◆ **DATASET EXTRACT**:
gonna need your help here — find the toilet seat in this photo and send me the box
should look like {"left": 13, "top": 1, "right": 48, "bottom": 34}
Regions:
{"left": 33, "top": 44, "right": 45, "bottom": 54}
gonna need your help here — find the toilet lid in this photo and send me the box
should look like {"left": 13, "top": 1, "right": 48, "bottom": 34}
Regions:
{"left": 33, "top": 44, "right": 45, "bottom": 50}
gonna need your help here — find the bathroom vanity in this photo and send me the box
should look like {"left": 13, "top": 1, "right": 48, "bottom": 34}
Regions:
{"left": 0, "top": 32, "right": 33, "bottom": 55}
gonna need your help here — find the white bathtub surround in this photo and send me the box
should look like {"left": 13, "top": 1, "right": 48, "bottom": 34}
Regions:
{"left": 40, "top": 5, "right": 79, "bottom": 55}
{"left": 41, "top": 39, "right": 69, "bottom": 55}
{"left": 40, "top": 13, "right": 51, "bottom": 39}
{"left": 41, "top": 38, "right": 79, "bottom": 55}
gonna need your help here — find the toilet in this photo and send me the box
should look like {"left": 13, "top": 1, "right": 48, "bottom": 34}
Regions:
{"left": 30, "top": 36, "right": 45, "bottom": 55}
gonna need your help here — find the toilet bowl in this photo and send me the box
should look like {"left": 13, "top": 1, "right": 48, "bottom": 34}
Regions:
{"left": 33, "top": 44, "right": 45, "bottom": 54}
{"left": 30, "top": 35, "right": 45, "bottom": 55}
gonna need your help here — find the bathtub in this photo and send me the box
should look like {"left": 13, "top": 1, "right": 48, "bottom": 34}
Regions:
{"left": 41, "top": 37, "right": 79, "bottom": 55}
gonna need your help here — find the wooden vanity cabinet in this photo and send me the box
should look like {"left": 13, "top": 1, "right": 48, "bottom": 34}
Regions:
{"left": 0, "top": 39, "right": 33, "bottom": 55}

◆ **WHAT IS REQUIRED**: Restate the full data above, keeping each word intact.

◆ **RESPONSE TO THIS EXERCISE**:
gonna need your help here — find the toilet seat in this photo and send me the box
should look like {"left": 13, "top": 1, "right": 48, "bottom": 34}
Regions:
{"left": 33, "top": 44, "right": 45, "bottom": 54}
gonna need your help here — find the toilet lid in this photo and send me the box
should look like {"left": 13, "top": 1, "right": 48, "bottom": 34}
Regions:
{"left": 33, "top": 44, "right": 45, "bottom": 50}
gonna need your help here — find the bathroom vanity in this photo and send me the box
should look like {"left": 13, "top": 1, "right": 48, "bottom": 34}
Regions:
{"left": 0, "top": 32, "right": 33, "bottom": 55}
gonna need your help here — find the white bathtub surround in this photo and send me the box
should look like {"left": 13, "top": 1, "right": 48, "bottom": 34}
Regions:
{"left": 40, "top": 5, "right": 79, "bottom": 55}
{"left": 41, "top": 39, "right": 69, "bottom": 55}
{"left": 40, "top": 13, "right": 51, "bottom": 39}
{"left": 41, "top": 38, "right": 79, "bottom": 55}
gonna need your help here — find the toilet in this photo and send me the box
should look like {"left": 13, "top": 1, "right": 48, "bottom": 34}
Regions:
{"left": 30, "top": 36, "right": 45, "bottom": 55}
gonna need your help here — find the toilet bowl in this photo and send me the box
should look like {"left": 13, "top": 1, "right": 48, "bottom": 34}
Regions:
{"left": 33, "top": 44, "right": 45, "bottom": 54}
{"left": 30, "top": 35, "right": 45, "bottom": 55}
gonna need your help here — find the bathtub in this photo and send me the box
should look like {"left": 13, "top": 1, "right": 48, "bottom": 34}
Regions:
{"left": 41, "top": 37, "right": 79, "bottom": 55}
gonna need your help here — find the wooden vanity cabinet in this photo and send me the box
should look like {"left": 13, "top": 1, "right": 48, "bottom": 34}
Regions:
{"left": 0, "top": 39, "right": 33, "bottom": 55}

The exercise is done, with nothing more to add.